**Work to complete:** Count the lines of the listing below where "blue" shows up, and please answer with that number only.

◆ ◆ ◆ ◆

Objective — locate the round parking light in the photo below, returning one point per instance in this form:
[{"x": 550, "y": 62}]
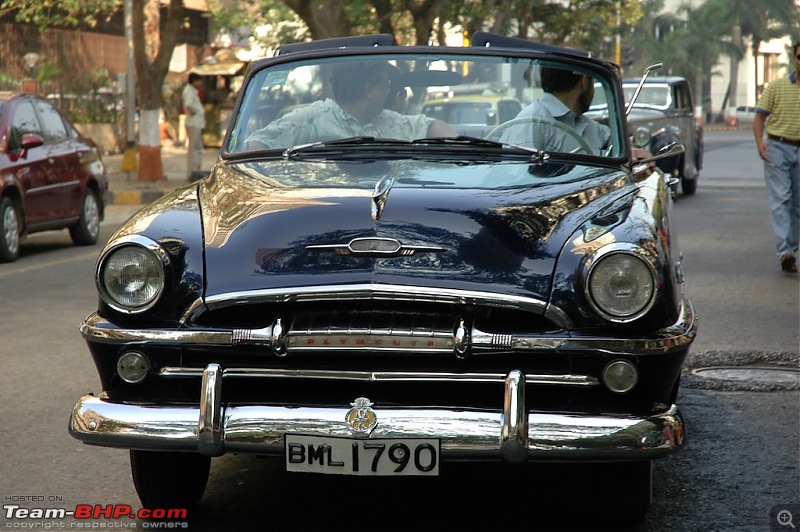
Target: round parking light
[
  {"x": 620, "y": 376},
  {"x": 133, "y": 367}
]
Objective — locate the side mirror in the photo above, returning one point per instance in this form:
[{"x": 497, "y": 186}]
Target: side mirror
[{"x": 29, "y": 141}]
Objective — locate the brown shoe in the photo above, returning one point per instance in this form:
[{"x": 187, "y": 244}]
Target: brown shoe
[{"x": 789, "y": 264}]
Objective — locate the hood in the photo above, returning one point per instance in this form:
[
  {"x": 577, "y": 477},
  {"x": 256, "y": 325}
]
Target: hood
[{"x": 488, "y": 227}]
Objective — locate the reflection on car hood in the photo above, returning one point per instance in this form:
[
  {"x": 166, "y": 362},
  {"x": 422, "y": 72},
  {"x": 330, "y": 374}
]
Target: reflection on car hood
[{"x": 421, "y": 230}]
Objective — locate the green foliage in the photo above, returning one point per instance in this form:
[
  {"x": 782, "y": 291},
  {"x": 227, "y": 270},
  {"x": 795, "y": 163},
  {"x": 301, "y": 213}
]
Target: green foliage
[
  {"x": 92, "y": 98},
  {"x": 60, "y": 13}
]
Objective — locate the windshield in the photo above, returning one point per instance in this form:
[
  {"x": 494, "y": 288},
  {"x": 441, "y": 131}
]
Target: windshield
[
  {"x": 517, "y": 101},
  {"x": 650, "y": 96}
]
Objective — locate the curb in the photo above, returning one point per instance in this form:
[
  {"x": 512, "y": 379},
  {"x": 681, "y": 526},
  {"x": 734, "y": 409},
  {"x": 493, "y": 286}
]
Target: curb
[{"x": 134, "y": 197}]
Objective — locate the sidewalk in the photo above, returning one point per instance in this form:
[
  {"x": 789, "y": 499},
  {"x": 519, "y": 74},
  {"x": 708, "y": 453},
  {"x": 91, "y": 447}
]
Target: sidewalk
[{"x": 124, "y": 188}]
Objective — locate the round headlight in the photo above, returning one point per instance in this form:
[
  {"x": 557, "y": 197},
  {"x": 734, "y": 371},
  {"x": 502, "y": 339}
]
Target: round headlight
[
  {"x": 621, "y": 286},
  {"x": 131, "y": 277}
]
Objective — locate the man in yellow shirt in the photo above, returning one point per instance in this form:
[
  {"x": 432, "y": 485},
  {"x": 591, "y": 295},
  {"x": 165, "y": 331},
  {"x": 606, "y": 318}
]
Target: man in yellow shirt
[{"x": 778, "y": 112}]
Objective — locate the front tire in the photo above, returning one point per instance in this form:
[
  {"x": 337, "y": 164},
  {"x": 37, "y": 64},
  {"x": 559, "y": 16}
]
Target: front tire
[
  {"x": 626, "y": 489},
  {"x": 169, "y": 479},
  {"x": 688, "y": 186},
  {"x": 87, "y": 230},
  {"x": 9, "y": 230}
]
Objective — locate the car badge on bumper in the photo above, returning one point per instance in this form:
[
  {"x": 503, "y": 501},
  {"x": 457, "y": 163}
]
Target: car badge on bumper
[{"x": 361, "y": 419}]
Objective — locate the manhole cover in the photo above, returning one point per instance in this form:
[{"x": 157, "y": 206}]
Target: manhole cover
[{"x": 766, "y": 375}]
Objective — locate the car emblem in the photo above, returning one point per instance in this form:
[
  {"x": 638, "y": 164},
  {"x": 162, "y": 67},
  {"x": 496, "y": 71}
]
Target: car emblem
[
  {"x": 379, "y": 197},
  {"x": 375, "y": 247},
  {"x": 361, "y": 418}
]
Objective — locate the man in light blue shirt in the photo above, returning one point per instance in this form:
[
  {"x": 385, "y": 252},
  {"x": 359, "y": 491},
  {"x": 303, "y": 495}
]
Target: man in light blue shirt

◆ ◆ ◆ ◆

**Completed task:** 2